The response should contain all of the records, copied exactly, and none of the images.

===== Input data =====

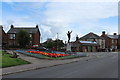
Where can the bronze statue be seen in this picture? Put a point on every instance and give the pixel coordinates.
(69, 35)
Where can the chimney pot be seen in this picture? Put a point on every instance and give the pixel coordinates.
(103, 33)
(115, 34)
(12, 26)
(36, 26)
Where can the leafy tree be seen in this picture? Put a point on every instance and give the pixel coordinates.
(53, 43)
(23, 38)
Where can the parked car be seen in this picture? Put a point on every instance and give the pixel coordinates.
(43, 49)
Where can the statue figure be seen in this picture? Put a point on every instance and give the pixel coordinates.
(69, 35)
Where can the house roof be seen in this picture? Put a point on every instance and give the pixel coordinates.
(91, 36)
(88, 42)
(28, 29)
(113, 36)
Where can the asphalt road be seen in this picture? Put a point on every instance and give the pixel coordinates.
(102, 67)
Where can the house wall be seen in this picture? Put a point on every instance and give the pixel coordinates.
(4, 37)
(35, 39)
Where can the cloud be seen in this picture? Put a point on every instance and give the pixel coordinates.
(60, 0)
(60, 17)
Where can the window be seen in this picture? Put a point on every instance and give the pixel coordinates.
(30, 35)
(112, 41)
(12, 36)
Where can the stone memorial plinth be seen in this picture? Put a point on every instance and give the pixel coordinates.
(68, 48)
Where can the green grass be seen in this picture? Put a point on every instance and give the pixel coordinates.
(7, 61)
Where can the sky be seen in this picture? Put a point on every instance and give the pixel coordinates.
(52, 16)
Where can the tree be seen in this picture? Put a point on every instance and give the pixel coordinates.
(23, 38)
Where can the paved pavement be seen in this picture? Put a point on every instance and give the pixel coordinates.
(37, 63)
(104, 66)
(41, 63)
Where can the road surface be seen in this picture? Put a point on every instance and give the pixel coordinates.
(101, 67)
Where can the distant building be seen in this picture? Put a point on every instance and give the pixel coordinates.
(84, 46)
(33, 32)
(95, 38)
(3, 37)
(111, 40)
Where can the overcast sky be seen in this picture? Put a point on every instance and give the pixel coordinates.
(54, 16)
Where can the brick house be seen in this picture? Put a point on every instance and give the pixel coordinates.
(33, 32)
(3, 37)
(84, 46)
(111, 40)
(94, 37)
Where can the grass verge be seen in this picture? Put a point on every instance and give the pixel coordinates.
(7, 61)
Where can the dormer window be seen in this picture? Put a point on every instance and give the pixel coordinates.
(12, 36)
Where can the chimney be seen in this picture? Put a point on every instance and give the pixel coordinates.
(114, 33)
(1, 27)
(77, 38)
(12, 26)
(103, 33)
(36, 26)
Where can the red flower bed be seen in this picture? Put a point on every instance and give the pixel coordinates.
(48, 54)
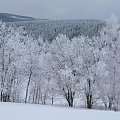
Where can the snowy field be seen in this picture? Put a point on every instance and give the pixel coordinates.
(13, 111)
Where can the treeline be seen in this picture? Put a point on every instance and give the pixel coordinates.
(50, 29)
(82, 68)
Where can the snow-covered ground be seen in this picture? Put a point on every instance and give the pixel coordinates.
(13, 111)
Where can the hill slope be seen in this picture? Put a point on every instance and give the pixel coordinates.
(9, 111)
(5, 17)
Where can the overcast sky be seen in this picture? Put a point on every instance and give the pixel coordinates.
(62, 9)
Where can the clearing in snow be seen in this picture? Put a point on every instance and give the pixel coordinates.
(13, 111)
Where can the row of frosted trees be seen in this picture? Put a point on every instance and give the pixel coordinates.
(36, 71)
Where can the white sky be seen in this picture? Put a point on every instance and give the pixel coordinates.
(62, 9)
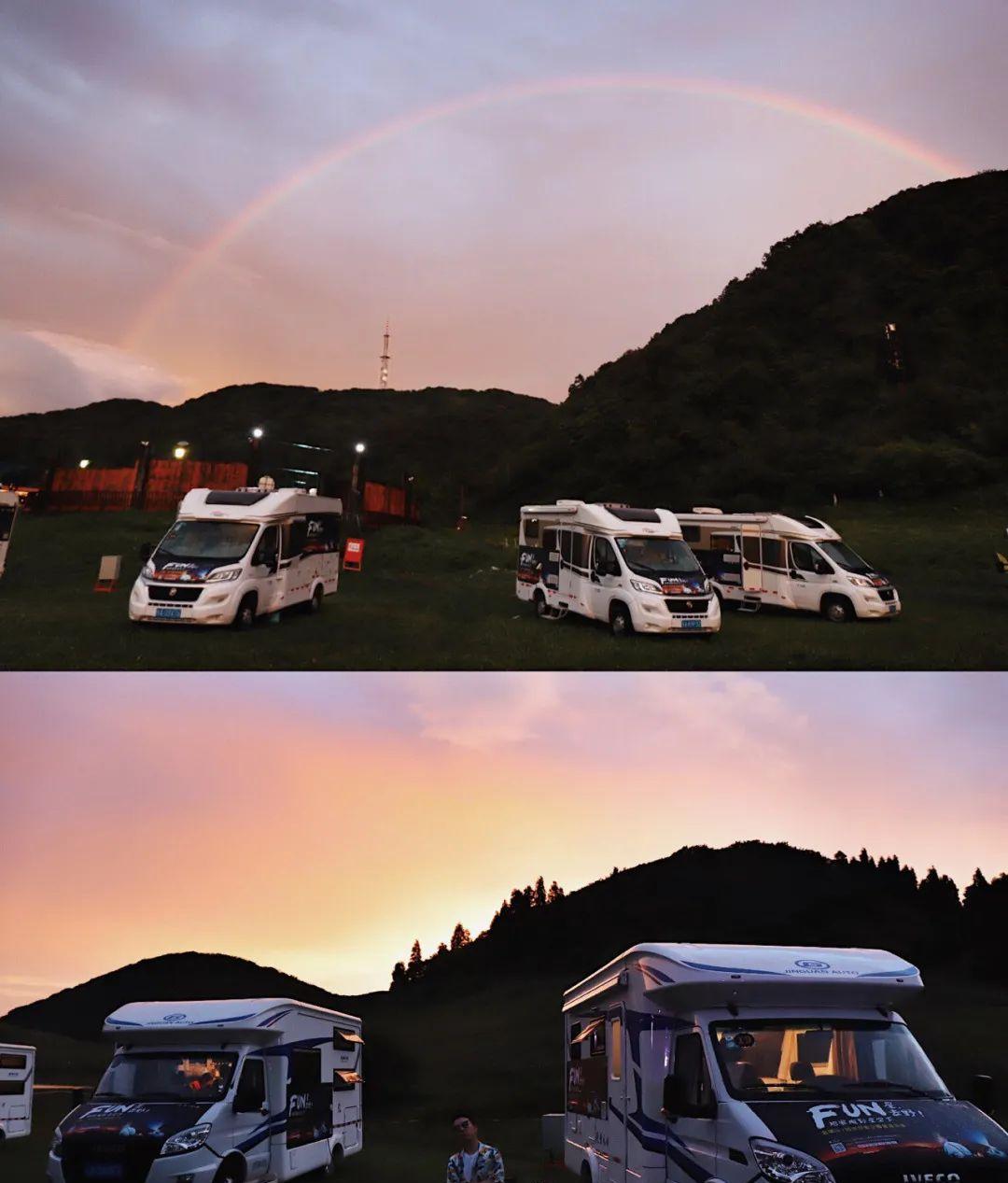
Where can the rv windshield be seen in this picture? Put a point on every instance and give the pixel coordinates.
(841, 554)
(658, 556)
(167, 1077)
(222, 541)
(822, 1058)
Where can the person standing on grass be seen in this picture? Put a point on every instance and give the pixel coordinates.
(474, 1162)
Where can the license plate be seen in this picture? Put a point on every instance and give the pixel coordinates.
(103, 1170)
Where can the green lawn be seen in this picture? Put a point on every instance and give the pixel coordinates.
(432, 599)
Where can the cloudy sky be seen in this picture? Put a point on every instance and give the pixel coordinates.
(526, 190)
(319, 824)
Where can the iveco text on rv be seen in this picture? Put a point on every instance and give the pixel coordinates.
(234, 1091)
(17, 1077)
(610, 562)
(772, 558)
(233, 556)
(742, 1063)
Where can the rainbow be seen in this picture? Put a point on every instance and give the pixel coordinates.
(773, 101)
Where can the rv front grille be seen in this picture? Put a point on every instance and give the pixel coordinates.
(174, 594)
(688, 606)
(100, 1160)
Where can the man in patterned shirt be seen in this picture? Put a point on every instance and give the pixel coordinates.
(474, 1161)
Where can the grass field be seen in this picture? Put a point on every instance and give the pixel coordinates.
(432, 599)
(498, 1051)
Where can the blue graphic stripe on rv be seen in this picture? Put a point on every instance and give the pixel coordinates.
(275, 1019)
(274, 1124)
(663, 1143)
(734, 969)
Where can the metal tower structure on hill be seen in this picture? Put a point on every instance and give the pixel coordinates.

=====

> Task output:
Where can the bronze statue be seen in this picture? Put a point on every instance and give the pixel coordinates.
(69, 35)
Where can the chimney pot be seen in this picture? Put a point on every instance and give the pixel coordinates.
(103, 33)
(115, 34)
(12, 26)
(36, 26)
Where can the leafy tree be seen in this picture? Put a point on every instance and give the pixel coordinates.
(53, 43)
(23, 38)
Where can the parked car be seen in this picture? Put a point on every instance and give the pixel coordinates.
(43, 49)
Where can the statue figure be seen in this picture? Put a point on every instance and give the pixel coordinates.
(69, 35)
Where can the house roof be seen in this picture? Put a point on every instance and give the pixel coordinates.
(91, 36)
(88, 42)
(28, 29)
(113, 36)
Where can the asphalt road be seen in this picture? Put a point on every instance and give the pixel coordinates.
(102, 67)
Where can the house wall be seen in this picture? Put a point on every instance and give the pixel coordinates.
(4, 37)
(35, 39)
Where can the cloud be seen in this picture? Put a point on every instance and give the pixel coordinates.
(60, 0)
(60, 17)
Where can the window be seen in this picture? Put a point on every instance and give the pixel coordinates.
(30, 35)
(112, 41)
(12, 36)
Where can the stone memorial plinth be seen in this picture? Put a point on every instance and give the pixel coordinates.
(68, 48)
Where can the green grass be seen in this picture? Put a point on every instance and give the pixel coordinates.
(7, 61)
Where can the sky be seen in this picture? Put a point on every instance and give the pixel coordinates.
(52, 16)
Where can the tree be seen in this picture? Put a point on every instance and give the pixel coordinates.
(23, 38)
Where can the paved pavement be seen in this picture? Put a point on every instance and give the pixel coordinates.
(37, 63)
(104, 66)
(41, 63)
Where can the road surface be seen in this picture? Put a point on every instance and give the pixel coordinates.
(101, 67)
Where can the distant building be seen in this picture? Put a point on every instance and give the pixel coordinates.
(84, 46)
(33, 32)
(95, 38)
(3, 37)
(111, 40)
Where can the overcast sky be seen in this picture? Put a point on every instance and give the pixel coordinates.
(54, 16)
Where can the brick house be seen in this picture? Put a point on every instance and give the pixel coordinates.
(33, 32)
(3, 37)
(84, 46)
(111, 40)
(94, 37)
Where can the grass verge be seen in this picture? Put a point on every instance and give the pixel coordinates.
(7, 61)
Where can the dormer window be seen in this picture? Put a point on every instance and give the pixel coordinates.
(12, 36)
Where can the chimney be seen in this picture? Put a point on every instance and give the pixel coordinates.
(114, 33)
(1, 27)
(77, 38)
(12, 26)
(103, 33)
(36, 26)
Where can the red flower bed be seen in this picture? Put a point on every instance and give the pixel coordinates.
(48, 54)
Where can the snowy field be seen in this picture? Put a point on every instance and give the pixel coordinates.
(13, 111)
Where can the treeline be seen in this picture? Put a point on every instance and give the pixel coordinates.
(50, 29)
(82, 68)
Where can the snow-covered ground be seen in this picture? Put a point on every instance and give the pixel coordinates.
(13, 111)
Where can the hill slope be seen in this picture? Put a point on every instance and give the pixel coordinates.
(9, 111)
(5, 17)
Where can the overcast sky be seen in this picture? Put a point on every instance and give the pixel coordinates.
(62, 9)
Where can the clearing in snow be seen in this picture? Put a point on every instance and give the pixel coordinates.
(13, 111)
Where can the row of frosted trees be seen in this picture? Put a point on every instance and give the pixel coordinates.
(36, 71)
Where can the white sky be seen in this picture? Put a point on every instance and give the pixel coordinates.
(62, 9)
Where can the rv windshield be seen in this picture? Put a point on every instance and give the pixel coordinates.
(841, 554)
(658, 556)
(167, 1077)
(222, 541)
(822, 1058)
Where can the person standing on grass be seen in this picture? Put a point on every instance and give the pixel coordinates.
(474, 1162)
Where can the license plate be seen in this picture? Put a point on every instance and give the pixel coordinates.
(103, 1170)
Where can the green lawn be seen in this picture? Put a point on every instance and give the pixel coordinates.
(432, 599)
Where can the cloudy sky be seen in this picture? Put a point on every instance and give the pixel coordinates.
(526, 190)
(319, 824)
Where can the iveco text on rv be seen in this picture? Put a point on every instance and give the pixel coordinates.
(234, 1091)
(17, 1077)
(610, 562)
(772, 558)
(233, 556)
(742, 1063)
Where can the rainbow be seen in this picture? Put a point on every instance and give the pixel coordinates.
(773, 101)
Where can the rv front grille be seen in this picture? Put a point on every instance and give the pixel coordinates.
(174, 594)
(688, 606)
(100, 1160)
Where can the man in patterned shirt be seen in this picture? Put a point on every instance and give the pixel coordinates.
(474, 1161)
Where can the grass field be seen in this picture? Put a point on every instance and give the pixel coordinates.
(432, 599)
(498, 1051)
Where can the blue graphic stripe on rv be seen in this picture? Put a point on every instance and give the pixel coordinates.
(275, 1019)
(274, 1124)
(663, 1143)
(734, 969)
Where can the metal tower structure on hill be seen in this picture? Put a point on every instance and give the pixel coordinates.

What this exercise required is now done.